--- START OF Available records ---

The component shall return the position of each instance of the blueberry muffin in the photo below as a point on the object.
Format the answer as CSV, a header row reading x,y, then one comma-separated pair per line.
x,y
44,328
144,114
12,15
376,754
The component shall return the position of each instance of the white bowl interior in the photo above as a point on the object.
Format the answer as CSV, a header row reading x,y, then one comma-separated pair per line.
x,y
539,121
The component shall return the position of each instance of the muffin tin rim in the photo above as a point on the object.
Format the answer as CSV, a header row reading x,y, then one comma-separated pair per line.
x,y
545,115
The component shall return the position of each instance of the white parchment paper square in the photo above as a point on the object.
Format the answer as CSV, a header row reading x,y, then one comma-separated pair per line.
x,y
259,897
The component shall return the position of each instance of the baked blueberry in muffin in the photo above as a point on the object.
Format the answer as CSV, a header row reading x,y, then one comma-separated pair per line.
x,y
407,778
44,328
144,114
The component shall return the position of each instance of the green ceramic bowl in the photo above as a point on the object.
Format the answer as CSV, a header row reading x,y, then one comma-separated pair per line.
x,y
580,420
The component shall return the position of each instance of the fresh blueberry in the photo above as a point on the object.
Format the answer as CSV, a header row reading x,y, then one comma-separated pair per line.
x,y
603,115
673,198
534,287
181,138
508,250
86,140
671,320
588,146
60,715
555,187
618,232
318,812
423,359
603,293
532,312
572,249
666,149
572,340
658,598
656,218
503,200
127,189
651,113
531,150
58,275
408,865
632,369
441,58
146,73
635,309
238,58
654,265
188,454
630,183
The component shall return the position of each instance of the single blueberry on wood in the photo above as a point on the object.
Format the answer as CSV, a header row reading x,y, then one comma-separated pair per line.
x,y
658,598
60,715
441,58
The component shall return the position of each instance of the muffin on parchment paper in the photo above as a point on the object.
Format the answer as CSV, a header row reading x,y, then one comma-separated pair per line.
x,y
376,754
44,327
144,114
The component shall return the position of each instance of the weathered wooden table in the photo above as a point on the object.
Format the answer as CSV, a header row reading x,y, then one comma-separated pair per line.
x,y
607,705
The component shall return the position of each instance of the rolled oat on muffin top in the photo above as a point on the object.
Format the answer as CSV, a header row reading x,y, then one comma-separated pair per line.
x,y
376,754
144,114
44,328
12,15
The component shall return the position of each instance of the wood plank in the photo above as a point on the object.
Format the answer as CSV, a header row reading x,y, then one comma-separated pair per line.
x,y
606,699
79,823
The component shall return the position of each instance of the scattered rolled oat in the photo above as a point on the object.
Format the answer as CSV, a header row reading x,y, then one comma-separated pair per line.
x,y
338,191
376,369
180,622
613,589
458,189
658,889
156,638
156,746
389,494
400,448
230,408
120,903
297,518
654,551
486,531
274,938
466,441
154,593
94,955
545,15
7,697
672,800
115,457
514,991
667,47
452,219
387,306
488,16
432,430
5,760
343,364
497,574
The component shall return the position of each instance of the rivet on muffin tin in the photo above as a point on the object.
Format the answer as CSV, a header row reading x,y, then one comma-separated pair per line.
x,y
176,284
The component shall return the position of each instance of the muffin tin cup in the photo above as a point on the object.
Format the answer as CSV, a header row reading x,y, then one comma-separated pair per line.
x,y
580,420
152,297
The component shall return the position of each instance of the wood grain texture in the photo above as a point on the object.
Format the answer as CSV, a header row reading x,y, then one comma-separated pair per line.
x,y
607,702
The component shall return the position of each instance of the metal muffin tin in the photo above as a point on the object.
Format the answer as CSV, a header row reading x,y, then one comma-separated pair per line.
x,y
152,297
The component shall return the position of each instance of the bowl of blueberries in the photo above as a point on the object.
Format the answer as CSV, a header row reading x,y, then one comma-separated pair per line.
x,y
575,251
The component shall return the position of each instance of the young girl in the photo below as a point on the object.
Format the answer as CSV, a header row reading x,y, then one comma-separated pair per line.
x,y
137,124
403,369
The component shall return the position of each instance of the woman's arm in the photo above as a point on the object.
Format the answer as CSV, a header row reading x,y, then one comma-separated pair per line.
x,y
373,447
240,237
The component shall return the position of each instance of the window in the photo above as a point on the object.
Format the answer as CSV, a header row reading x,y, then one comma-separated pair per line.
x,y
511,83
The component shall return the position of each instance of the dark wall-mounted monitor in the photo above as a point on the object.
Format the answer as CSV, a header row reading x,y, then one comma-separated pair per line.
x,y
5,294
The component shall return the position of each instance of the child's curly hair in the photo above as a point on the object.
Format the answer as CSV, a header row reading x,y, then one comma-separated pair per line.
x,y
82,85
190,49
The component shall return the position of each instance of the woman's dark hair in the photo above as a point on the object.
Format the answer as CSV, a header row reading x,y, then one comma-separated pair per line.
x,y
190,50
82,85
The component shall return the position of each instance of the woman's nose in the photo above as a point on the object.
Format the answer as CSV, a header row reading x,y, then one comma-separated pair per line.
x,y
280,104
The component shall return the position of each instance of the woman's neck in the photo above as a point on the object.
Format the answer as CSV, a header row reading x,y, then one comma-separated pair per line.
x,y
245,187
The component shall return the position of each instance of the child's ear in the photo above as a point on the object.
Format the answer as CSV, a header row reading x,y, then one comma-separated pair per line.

--- END OF Available records ---

→ Challenge
Give all the entries again exactly; leave none out.

→ Result for this task
The component shall return the position of each instance of the blueberry muffin in the photo below as a point on the object.
Format the answer as CSV, a header row reading x,y, then one comma-separated pair per line.
x,y
44,328
144,114
12,15
376,754
The component shall return the position of each instance of the white bowl interior in the photo above as a point on the object.
Format the answer as CSV, a header row reading x,y, then one comma-separated pair per line.
x,y
539,121
The component shall return the position of each instance of the muffin tin rim in the photo above as a point on the object.
Format the answer as CSV, a header row reading x,y, then one comma-separated pair per line.
x,y
545,115
The component shall return the position of each instance of the white parchment paper square in the photo above as a point on the object.
Format the answer as CSV, a header row reading x,y, then one comma-separated pair per line.
x,y
259,897
The component shall return the position of each instance of the baked blueberry in muffin in the photo above as a point on the object.
Format the answer as CSV, a header row reading x,y, then one comma-separated pair per line.
x,y
407,778
44,328
144,114
The component shall return the position of each instance of the green ceramic bowl in the photo above as a point on the object.
Format the answer as CSV, a header row reading x,y, then one comma-separated pair per line.
x,y
580,420
The component shall return the position of each instance of the fresh blueberry in the photo above as a point on the object.
Format the answer as CSV, a header row reading x,y, then one comma-separated pair per line.
x,y
603,115
673,198
534,287
181,138
508,250
86,140
671,320
588,146
60,715
555,187
618,232
318,812
423,359
603,293
532,312
572,249
666,149
572,340
658,598
656,218
503,200
127,189
651,113
531,150
58,275
408,865
632,369
441,58
146,73
635,309
238,58
654,265
188,454
630,183
The component shall return the position of each instance of the single blueberry on wood in the photo above as a point on the object.
Format the answer as CSV, a header row reading x,y, then one comma-separated pair per line.
x,y
658,598
60,715
441,58
The component shall return the position of each instance of the muffin on parchment paper in the photo above as a point on the object.
Format the answer as CSV, a header row reading x,y, then one comma-separated pair per line.
x,y
376,754
44,327
144,114
The component shall return the position of each instance of the weathered wooden table in the photo above as a point on the object.
Format the answer as CSV, a header row reading x,y, then one comma-separated pair per line.
x,y
607,705
The component shall return the position of each instance of the rolled oat on muffin top in the photo above as a point on the object.
Format the answer as CSV, a header row reading x,y, then one comma-separated pair per line.
x,y
376,754
144,114
44,328
12,15
The component shall return the position of each instance of the wood plank in the photo above as a point on the object.
Format the answer as CSV, a header row reading x,y, then one comma-separated pair per line.
x,y
606,699
79,823
The component shall return the position of each instance of the scattered rolled oat in the photo above as a point on the object.
Format the answer as CSV, a header row reading x,y, then one comma-separated pair per line.
x,y
338,191
376,369
180,622
613,589
458,189
658,889
156,638
156,746
389,494
400,448
230,408
120,903
297,518
654,551
486,531
274,938
466,441
154,593
94,955
545,15
7,697
672,800
115,457
514,991
667,47
452,219
387,306
488,16
432,430
5,760
343,364
497,574
The component shall return the position of each instance of the rivet on muffin tin in the photo above as a point on the object.
Format the answer as CSV, a header row reading x,y, then one comma-separated pair per line.
x,y
176,284
The component shall return the position of each instance of the muffin tin cup in the photo above as a point on the object.
Format the answer as CSV, a header row reading x,y, then one comma-separated pair per line.
x,y
580,420
152,297
The component shall return the position of each instance of the wood grain texture in the photo above as a point on the object.
Format the answer as CSV, a header row reading x,y, then one comma-separated pair per line.
x,y
607,702
The component shall return the position of each instance of the metal muffin tin in the photo above as a point on the object.
Format the answer as CSV, a header row reading x,y, then one comma-separated pair per line.
x,y
152,297
The component shall return the position of each instance of the bowl of blueberries in the photo above as a point on the object.
Format the answer as CSV, a header row reading x,y, then one comma-separated pair per line.
x,y
575,251
The component shall return the position of each instance of the young girl in the photo below as a point on the object.
Format the answer as CSV, a header row reading x,y, then one comma-separated pair per line.
x,y
137,124
403,369
The component shall return the position of each instance of the woman's arm in the photo above as a point on the object.
Format the answer as CSV, a header row reading x,y, then one comma-separated pair per line.
x,y
373,447
240,237
The component shall return the position of each instance of the window in the photo above as a point on the object.
Format the answer as CSV, a header row reading x,y, then one comma-separated pair per line.
x,y
511,83
The component shall return the position of each instance of the dark wall-mounted monitor in the photo above as a point on the object.
Format the answer as CSV, a header row reading x,y, then one comma-separated pair per line.
x,y
5,294
The component shall return the position of each instance of the child's curly hair in the photo above as a point on the object.
Format the answer as CSV, a header row reading x,y, then one comma-separated pair per line.
x,y
82,85
190,49
The component shall return the position of each instance of the woman's dark hair in the photo above as a point on the object.
Format the answer as CSV, a header row reading x,y, then one comma-separated pair per line.
x,y
190,50
82,85
The component shall return the position of each instance of the woman's nose in the photo above as a point on the object.
Format the answer as CSV, a header row reading x,y, then one comma-separated pair per line.
x,y
280,104
The component shall return the position of each instance of the woman's neck in the photo above as a point on the object.
Format the answer as CSV, a header row reading x,y, then one comma-separated pair per line.
x,y
245,187
The component shall return the position of each instance of the child's ear in the photo above as a point on the object.
Format the answer as CSV, a header row reading x,y, then one comma-separated pair per line.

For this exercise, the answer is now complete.